━━━━━ Provided records ━━━━━

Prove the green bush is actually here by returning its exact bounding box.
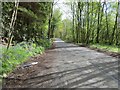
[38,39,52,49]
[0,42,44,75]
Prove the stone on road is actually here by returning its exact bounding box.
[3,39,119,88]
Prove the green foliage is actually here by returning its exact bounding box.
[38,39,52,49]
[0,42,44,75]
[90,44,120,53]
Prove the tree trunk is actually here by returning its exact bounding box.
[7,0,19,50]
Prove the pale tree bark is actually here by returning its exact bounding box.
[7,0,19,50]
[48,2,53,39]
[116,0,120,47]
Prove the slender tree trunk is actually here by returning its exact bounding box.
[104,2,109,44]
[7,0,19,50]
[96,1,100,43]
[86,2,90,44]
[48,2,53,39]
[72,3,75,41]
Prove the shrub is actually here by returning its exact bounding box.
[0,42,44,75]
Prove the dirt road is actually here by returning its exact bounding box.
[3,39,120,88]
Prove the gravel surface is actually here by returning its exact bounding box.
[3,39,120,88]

━━━━━
━━━━━ Provided records ━━━━━

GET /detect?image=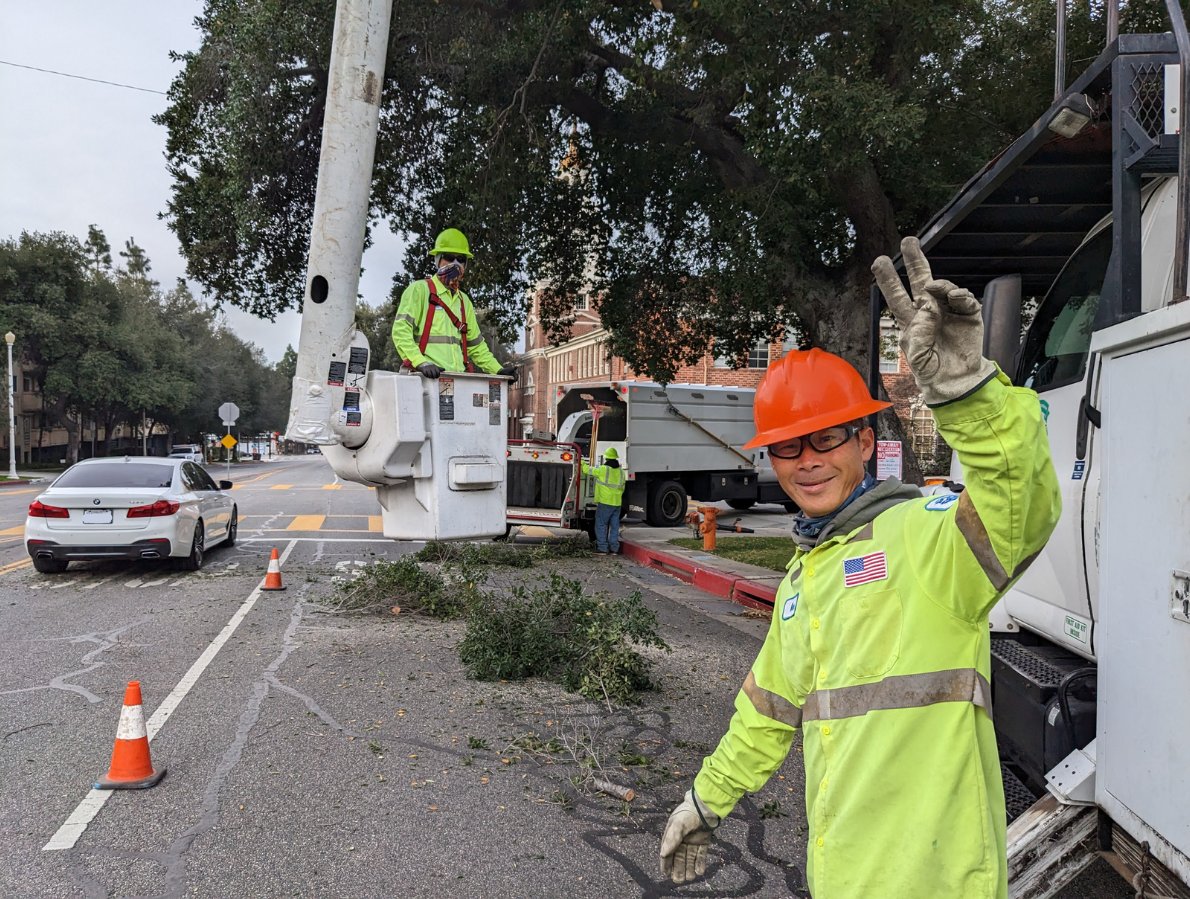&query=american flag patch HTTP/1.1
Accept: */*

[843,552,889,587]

━━━━━

Task requirements ▸ Quote every line of the records between the line holding "Prove the green bush" and the line holding "[3,39,119,88]", inclusive, but leave out the pictures.

Output for this exercise ▸
Prove the green bush is actually here by returning its exact bounding box.
[38,39,52,49]
[0,42,44,75]
Prove the stone on road is actually here by returning its exact bounding box.
[3,39,119,88]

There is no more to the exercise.